Data entries:

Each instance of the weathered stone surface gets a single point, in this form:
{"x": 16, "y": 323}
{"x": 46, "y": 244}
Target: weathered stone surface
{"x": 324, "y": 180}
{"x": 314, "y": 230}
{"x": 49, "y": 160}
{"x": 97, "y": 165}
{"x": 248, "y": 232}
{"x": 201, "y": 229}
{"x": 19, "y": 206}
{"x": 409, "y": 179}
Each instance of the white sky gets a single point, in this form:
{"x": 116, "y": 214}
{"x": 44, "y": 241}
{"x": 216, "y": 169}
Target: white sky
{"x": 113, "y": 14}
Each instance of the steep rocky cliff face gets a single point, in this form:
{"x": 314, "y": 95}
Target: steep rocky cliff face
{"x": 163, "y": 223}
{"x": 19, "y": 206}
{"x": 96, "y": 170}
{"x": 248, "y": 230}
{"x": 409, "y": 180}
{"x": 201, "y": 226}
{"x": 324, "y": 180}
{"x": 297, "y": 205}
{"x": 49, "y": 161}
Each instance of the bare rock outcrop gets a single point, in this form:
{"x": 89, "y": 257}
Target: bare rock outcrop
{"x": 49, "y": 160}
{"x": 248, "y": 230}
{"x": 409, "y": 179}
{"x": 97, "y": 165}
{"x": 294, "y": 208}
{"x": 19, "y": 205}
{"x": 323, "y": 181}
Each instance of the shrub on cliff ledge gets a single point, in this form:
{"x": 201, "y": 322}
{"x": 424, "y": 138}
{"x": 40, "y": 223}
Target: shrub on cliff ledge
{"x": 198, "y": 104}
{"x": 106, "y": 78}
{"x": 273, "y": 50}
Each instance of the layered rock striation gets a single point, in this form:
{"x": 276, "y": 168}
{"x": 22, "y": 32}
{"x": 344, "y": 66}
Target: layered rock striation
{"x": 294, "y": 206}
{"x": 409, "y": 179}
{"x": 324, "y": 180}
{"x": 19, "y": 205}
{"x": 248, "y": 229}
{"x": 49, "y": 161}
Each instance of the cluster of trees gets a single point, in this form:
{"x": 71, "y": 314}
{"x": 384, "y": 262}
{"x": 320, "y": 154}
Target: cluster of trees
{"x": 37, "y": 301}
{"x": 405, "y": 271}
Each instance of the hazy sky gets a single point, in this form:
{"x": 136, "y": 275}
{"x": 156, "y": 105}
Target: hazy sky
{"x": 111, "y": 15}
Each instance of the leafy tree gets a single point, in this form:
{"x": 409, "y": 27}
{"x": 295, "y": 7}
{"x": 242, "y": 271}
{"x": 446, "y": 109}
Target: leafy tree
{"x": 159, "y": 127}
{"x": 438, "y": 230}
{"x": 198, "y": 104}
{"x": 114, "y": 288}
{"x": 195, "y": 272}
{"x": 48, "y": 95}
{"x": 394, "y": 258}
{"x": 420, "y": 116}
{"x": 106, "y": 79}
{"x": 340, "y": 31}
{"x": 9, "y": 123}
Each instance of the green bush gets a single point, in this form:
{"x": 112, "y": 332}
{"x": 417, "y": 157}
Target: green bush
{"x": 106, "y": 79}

> _Exercise directions_:
Go through the data and return every record exactly.

> _Solved problem_:
Each instance of the weathered stone surface gets a single point, in this form:
{"x": 16, "y": 323}
{"x": 46, "y": 244}
Target: weathered stone surface
{"x": 324, "y": 180}
{"x": 314, "y": 230}
{"x": 49, "y": 160}
{"x": 97, "y": 165}
{"x": 248, "y": 232}
{"x": 201, "y": 229}
{"x": 19, "y": 206}
{"x": 409, "y": 179}
Each instance of the white sky gets a single point, in this form:
{"x": 116, "y": 214}
{"x": 44, "y": 241}
{"x": 216, "y": 169}
Target: white sky
{"x": 113, "y": 14}
Each instance of the steep rocky cliff face gets a single point, in this form:
{"x": 314, "y": 95}
Target: steep rocky cliff face
{"x": 163, "y": 223}
{"x": 19, "y": 206}
{"x": 96, "y": 170}
{"x": 248, "y": 230}
{"x": 409, "y": 180}
{"x": 201, "y": 226}
{"x": 324, "y": 180}
{"x": 297, "y": 205}
{"x": 49, "y": 161}
Each instance of the bare rock outcrop gets a single point, in this form:
{"x": 89, "y": 257}
Target: bare rock outcrop
{"x": 49, "y": 160}
{"x": 248, "y": 230}
{"x": 409, "y": 179}
{"x": 97, "y": 165}
{"x": 294, "y": 208}
{"x": 19, "y": 205}
{"x": 323, "y": 181}
Each instance of the shrub on cliff ledge gets a single point, in this form:
{"x": 201, "y": 322}
{"x": 424, "y": 138}
{"x": 40, "y": 223}
Target: shrub on cliff ledge
{"x": 198, "y": 104}
{"x": 106, "y": 78}
{"x": 273, "y": 50}
Each instance of the layered rock striation gets a single point, in this form:
{"x": 276, "y": 168}
{"x": 22, "y": 32}
{"x": 344, "y": 66}
Target: layered rock striation
{"x": 294, "y": 206}
{"x": 409, "y": 179}
{"x": 324, "y": 180}
{"x": 19, "y": 205}
{"x": 248, "y": 229}
{"x": 49, "y": 161}
Each instance of the cluster of trees gets a single point, in this form:
{"x": 71, "y": 314}
{"x": 384, "y": 262}
{"x": 320, "y": 154}
Target: cluster of trees
{"x": 37, "y": 301}
{"x": 405, "y": 271}
Each instance of the hazy sky gets a single point, in this form:
{"x": 136, "y": 275}
{"x": 156, "y": 105}
Target: hazy sky
{"x": 111, "y": 15}
Each instance of the leafy tree gets a single point, in this form:
{"x": 409, "y": 27}
{"x": 295, "y": 7}
{"x": 242, "y": 271}
{"x": 446, "y": 109}
Target: leafy tree
{"x": 159, "y": 127}
{"x": 438, "y": 230}
{"x": 198, "y": 104}
{"x": 114, "y": 288}
{"x": 195, "y": 272}
{"x": 48, "y": 95}
{"x": 394, "y": 258}
{"x": 420, "y": 116}
{"x": 106, "y": 79}
{"x": 340, "y": 31}
{"x": 9, "y": 123}
Each instance of the green bush gets a single point, in this form:
{"x": 112, "y": 332}
{"x": 417, "y": 157}
Target: green bush
{"x": 106, "y": 79}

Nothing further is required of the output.